• _Pointing and labeling entries_
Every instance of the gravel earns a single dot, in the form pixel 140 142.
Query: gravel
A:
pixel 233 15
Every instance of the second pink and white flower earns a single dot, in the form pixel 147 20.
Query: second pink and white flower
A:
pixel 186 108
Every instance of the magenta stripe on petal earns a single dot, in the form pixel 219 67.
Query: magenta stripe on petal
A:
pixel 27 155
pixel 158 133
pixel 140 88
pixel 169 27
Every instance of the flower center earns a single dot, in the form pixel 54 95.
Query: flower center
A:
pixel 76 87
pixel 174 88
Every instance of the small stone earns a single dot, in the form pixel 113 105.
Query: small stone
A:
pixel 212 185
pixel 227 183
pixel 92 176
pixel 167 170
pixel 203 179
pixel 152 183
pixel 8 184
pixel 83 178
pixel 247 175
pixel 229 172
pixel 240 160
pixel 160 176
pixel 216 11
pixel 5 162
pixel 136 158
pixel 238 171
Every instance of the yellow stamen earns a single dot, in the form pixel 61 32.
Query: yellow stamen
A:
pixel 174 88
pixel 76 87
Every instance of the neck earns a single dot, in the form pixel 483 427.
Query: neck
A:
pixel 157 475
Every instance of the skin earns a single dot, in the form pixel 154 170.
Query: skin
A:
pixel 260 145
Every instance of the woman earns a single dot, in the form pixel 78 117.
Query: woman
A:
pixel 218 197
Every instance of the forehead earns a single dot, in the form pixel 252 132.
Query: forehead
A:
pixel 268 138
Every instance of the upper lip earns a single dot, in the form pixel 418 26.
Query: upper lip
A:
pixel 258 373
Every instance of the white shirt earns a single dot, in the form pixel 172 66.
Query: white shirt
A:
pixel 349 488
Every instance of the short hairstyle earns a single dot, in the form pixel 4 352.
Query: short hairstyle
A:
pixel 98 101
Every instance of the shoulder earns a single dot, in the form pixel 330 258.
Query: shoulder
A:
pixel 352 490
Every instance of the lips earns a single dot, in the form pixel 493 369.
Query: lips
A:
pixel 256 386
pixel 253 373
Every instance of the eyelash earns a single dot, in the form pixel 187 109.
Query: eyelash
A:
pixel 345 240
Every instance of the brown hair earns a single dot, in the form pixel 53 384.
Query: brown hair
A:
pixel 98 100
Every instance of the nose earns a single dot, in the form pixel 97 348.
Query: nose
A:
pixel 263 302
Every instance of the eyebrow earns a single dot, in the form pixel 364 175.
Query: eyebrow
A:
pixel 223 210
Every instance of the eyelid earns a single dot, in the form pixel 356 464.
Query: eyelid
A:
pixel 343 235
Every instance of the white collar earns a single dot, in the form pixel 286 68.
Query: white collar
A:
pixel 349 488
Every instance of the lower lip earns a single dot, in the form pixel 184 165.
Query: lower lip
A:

• _Short task_
Write out every one of these lines exactly as they appear above, from first to last.

• _Exercise response_
Every instance of the gravel earns a single dot, in the form pixel 140 142.
Query: gravel
A:
pixel 233 15
Every instance of the second pink and white flower earns a single dot, in the form pixel 147 20.
Query: second pink and white flower
A:
pixel 186 108
Every instance of the magenta stripe on petal earns a single dot, in the form pixel 219 67.
Query: magenta stripe on petal
A:
pixel 27 155
pixel 158 133
pixel 140 88
pixel 169 27
Every instance of the flower center earns a single dot, in the form pixel 54 95.
Query: flower center
A:
pixel 76 87
pixel 174 88
Every instance of the small stone earns a single dot, in the form pixel 113 105.
Query: small stone
A:
pixel 212 185
pixel 227 183
pixel 92 176
pixel 167 170
pixel 203 179
pixel 152 183
pixel 8 184
pixel 83 178
pixel 247 175
pixel 229 172
pixel 240 160
pixel 160 176
pixel 216 11
pixel 5 162
pixel 136 158
pixel 238 171
Every instance of the yellow stamen earns a single dot, in the form pixel 61 32.
Query: yellow stamen
A:
pixel 174 88
pixel 76 87
Every instance of the neck earns a single dot, in the form pixel 483 427.
Query: neck
A:
pixel 157 475
Every instance of the skin earns a single dot, in the form pixel 154 170.
Query: skin
A:
pixel 260 145
Every instance of the woman earns a single dot, in the form pixel 78 117.
Query: woman
A:
pixel 218 197
Every instance of the forehead earns a single dot, in the form pixel 252 132.
Query: forehead
A:
pixel 268 138
Every instance of the upper lip earns a single dot, in the form pixel 418 26.
Query: upper lip
A:
pixel 258 373
Every instance of the white shirt earns a single dot, in the form pixel 172 66.
Query: white shirt
A:
pixel 349 488
Every instance of the short hairstyle earns a single dot, in the form pixel 4 352.
Query: short hairstyle
A:
pixel 98 101
Every instance of the shoulder earns a single dot, in the form pixel 330 258.
Query: shoulder
A:
pixel 352 490
Every instance of the lips earns a single dot, in the form pixel 493 369.
Query: lips
A:
pixel 256 386
pixel 253 373
Every instance of the eyelash earns a single dot, in the form pixel 187 109.
Query: eyelash
A:
pixel 345 240
Every instance of the brown hair earns a single dot, in the form pixel 53 384.
Query: brown hair
A:
pixel 98 100
Every instance of the nose earns a single dot, in the form pixel 97 348.
Query: nose
A:
pixel 263 302
Every instance of the eyebrow earns a single dot, in the form pixel 364 175.
Query: eyebrow
A:
pixel 223 210
Every instance of the eyelid earns a single dot, in the form pixel 356 464.
Query: eyelid
A:
pixel 343 235
Every instance of the white collar earns a single dot, in the form pixel 286 68.
Query: white collar
A:
pixel 349 488
Every instance of the lower lip earns a single dot, in the form pixel 184 165.
Query: lower lip
A:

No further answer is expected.